Het bleef er een week werkloos voor anker liggen en kreeg toen eensklaps het bevel om naar Bordeaux uit te wijken. Het zou ook hier nog een maand vertoeven en... een onderkomen bezorgen aan de Belgische ministers3 en kabinetsleden op de vlucht,  met hun families, alsook  personeel van de C.M.B. en de bemanningen van de Albertville en Piriapolis die inmiddels gekelderd waren4.
Toen de Duitsers de monding van de Gironde bereikten zat het s/s Baudouinville meteen in de val.
Het Prijzenhof van Hamburg verklaarde het koninginnestuk van de Belgische koopvaardij op 13 mei 1941 tot krijgsbuit. De Duitsers brachten het luxevaartuig naar Nantes en doopten het om tot  ‘Lindau’; ze waren aanvankelijk van plan het om te bouwen tot hospitaalschip maar gebruikten het uiteindelijk als  logement, met een Belgische  onderhoudsploeg van  een vijfentwintigtal manschappen, hoofdzakelijk stewards.

◆ Regels uit een dataset:
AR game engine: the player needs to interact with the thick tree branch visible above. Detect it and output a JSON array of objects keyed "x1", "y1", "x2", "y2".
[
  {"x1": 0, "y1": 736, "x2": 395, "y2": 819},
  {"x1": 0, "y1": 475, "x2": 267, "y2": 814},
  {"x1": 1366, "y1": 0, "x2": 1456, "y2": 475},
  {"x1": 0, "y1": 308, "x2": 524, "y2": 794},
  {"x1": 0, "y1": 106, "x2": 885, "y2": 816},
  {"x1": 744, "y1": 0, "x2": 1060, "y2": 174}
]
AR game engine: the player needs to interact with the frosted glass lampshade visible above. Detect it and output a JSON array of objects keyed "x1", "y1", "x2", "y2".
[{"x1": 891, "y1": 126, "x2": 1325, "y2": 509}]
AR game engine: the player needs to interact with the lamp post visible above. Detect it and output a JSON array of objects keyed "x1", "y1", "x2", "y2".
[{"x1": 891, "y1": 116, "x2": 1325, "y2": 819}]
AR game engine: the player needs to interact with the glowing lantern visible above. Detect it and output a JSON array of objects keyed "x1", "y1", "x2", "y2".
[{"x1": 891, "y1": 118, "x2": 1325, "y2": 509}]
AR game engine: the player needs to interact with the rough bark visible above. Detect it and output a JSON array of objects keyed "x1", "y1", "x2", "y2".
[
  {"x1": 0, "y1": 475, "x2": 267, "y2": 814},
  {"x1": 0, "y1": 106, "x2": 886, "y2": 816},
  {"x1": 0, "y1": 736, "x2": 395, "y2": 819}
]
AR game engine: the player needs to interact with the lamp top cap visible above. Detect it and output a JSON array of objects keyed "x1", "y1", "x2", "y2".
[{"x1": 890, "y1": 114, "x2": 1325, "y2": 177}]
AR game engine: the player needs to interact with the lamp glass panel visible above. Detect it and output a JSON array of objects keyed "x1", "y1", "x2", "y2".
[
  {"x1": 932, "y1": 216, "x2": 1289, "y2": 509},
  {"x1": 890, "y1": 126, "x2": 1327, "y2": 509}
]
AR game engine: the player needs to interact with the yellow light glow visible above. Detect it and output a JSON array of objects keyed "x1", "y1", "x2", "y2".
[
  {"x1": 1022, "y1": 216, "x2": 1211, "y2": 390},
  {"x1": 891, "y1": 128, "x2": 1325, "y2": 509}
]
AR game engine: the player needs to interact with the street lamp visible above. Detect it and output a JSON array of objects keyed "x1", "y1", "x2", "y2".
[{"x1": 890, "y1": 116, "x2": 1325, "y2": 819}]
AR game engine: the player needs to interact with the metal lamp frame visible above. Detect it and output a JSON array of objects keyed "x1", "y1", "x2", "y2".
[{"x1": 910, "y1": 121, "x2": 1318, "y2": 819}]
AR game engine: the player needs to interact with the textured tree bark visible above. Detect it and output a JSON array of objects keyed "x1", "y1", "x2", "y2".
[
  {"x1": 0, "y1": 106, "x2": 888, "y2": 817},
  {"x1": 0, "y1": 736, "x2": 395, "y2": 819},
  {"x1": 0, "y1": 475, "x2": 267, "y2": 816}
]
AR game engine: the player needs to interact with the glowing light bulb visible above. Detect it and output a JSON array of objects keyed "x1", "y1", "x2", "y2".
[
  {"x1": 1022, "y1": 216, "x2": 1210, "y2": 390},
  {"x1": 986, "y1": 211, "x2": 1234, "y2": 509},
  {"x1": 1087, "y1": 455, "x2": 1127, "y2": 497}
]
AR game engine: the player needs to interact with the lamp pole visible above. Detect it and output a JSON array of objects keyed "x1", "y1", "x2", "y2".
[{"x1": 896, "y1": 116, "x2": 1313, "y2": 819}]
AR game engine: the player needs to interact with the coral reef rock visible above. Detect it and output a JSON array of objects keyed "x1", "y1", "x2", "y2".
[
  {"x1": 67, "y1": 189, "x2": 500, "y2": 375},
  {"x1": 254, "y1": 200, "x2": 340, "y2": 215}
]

◆ Wat wordt gevraagd: Vervang in de tekst over de Baudouinville "luxevaartuig" door "passagiersschip" en schrijf daarbij alles van "Het bleef er" tot en met "manschappen, hoofdzakelijk stewards." opnieuw uit.

◆ Antwoord:
Het bleef er een week werkloos voor anker liggen en kreeg toen eensklaps het bevel om naar Bordeaux uit te wijken. Het zou ook hier nog een maand vertoeven en... een onderkomen bezorgen aan de Belgische ministers3 en kabinetsleden op de vlucht,  met hun families, alsook  personeel van de C.M.B. en de bemanningen van de Albertville en Piriapolis die inmiddels gekelderd waren4.
Toen de Duitsers de monding van de Gironde bereikten zat het s/s Baudouinville meteen in de val.
Het Prijzenhof van Hamburg verklaarde het koninginnestuk van de Belgische koopvaardij op 13 mei 1941 tot krijgsbuit. De Duitsers brachten het passagiersschip naar Nantes en doopten het om tot  ‘Lindau’; ze waren aanvankelijk van plan het om te bouwen tot hospitaalschip maar gebruikten het uiteindelijk als  logement, met een Belgische  onderhoudsploeg van  een vijfentwintigtal manschappen, hoofdzakelijk stewards.